■ TASK DETAILS:
Continue the amended certificate of incorporation text, starting right after its last sentence.

■ TEXT:
********

EX1A-2A CHARTER 5 sdvi_1a-ex0201.htm ARTICLES OF INCORPORATION

Exhibit 2.1

 

AMENDED AND RESTATED CERTIFICATE OF INCORPORATION STATE of DELAWARE

 

The corporation organized and existing under and by virtue of the General Corporation Law of the State of Delaware does hereby certify:

 

First: That at a meeting of the Board of Directors of Signature Devices, Inc. resolutions were duly adopted setting forth a proposed amendment of the Certificate of Incorporation of said corporation, declaring said amendment to be advisable and calling a meeting of the stockholders of said corporation for consideration thereof. The resolution setting forth the proposed amendment is as follows:

 

Resolved: That the Certificate of Incorporation of this corporation be amended by changing the Article thereof numbered “First” so that, as amended, said article shall be and read as follows:

 

First: The name of Corporation is Signature Devices Services, Inc.

 

Resolved: That the Certificate of Incorporation of this corporation be amended by changing the Article thereof numbered “Second” so that, as amended, said article shall be and read as follows:

 

Second: Its registered office in the State of Delaware is to be located at 16192 Coastal Highway, in the City of Lewes, County of Sussex, Zip Code 19958. The registered agent in charge thereof is Harvard Business Services, Inc.

 

Third: That thereafter, pursuant to resolution of its Board of Directors, a special meeting of the stockholders of said corporation was duly called and held upon notice in accordance with Section 222 of the General Corporation Law of the State of Delaware at which meeting the necessary number of shares as required by statute were voted in favor of the amendment.

********

(Dataset extracts with box labels)

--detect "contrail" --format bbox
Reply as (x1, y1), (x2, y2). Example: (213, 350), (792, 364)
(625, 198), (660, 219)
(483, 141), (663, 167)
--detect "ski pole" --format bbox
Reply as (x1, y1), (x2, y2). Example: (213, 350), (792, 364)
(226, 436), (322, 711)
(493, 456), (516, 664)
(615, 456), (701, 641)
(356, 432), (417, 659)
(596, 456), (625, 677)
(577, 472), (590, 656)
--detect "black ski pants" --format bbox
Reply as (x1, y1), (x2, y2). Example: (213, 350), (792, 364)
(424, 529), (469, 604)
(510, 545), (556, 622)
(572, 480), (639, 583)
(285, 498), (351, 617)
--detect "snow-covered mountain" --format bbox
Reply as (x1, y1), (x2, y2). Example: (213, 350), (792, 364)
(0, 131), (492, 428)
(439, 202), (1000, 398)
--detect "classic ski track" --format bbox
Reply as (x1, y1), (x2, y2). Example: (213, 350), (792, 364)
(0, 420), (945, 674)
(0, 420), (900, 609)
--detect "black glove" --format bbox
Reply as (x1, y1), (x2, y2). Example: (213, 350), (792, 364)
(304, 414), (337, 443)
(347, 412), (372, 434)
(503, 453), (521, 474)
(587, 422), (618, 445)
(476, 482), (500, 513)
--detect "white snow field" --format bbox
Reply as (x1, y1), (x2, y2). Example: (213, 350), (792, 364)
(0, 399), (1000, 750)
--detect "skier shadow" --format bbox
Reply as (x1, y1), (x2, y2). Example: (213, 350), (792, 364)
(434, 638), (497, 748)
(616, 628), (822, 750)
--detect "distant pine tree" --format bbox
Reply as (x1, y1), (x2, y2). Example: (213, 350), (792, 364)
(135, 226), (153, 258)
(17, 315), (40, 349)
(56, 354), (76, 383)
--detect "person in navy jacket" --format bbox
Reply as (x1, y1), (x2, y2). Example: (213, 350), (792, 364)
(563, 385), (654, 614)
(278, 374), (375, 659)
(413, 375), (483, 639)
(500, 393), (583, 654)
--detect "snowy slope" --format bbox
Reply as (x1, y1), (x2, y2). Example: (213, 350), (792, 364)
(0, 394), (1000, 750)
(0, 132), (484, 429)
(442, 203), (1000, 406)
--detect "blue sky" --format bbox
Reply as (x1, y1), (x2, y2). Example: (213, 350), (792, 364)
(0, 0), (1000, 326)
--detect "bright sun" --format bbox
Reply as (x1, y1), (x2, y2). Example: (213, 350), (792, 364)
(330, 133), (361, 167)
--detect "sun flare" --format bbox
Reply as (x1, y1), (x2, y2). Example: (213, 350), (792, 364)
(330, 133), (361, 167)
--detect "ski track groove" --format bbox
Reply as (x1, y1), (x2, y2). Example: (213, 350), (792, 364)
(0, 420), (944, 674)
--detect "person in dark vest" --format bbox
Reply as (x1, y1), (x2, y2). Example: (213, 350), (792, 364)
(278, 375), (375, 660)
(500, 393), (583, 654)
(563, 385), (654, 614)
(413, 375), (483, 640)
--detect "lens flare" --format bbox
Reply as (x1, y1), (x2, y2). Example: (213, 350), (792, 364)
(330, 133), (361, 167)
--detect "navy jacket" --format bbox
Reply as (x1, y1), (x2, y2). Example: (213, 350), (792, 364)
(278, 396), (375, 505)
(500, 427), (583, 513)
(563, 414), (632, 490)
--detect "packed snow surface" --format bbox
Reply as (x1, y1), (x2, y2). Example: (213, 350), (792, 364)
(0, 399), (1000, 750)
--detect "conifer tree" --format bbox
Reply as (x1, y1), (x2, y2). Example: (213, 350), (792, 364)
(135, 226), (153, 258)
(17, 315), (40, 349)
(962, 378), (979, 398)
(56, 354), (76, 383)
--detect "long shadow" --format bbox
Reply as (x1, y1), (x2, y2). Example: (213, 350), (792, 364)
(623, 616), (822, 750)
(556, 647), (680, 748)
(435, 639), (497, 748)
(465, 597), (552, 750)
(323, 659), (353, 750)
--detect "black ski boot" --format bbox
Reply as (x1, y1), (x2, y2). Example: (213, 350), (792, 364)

********

■ TASK ANSWER:
Fourth: That said amendment was duly adopted in accordance with the provisions of Section 242 of the General Corporation Law of the State of Delaware.

 

Fifth: Other than the election or removal of directors of the Corporation, any act or transaction by or involving the Corporation that requires for its adoption under the General Corporation Law of the State of Delaware or this Amended and Restated Certificate of Incorporation the approval of the stockholders of the Corporation shall, pursuant to Section 251(g)(7)(i) of the General Corporation Law of the State of Delaware, require, in addition, the approval of the stockholders of Signature Devices Holdings Inc. (or any successor by merger), by the same vote as is required by the General Corporation Law of the State of Delaware and/or this Amended and Restated Certificate of Incorporation.”

 

I, the Undersigned, for the purpose of changing the articles of incorporation of a corporation under the laws of the State of Delaware, do make, file and record this Certificate, and do certify that the facts herein stated are true, and I have accordingly hereunto set my hand this March 22, 2016.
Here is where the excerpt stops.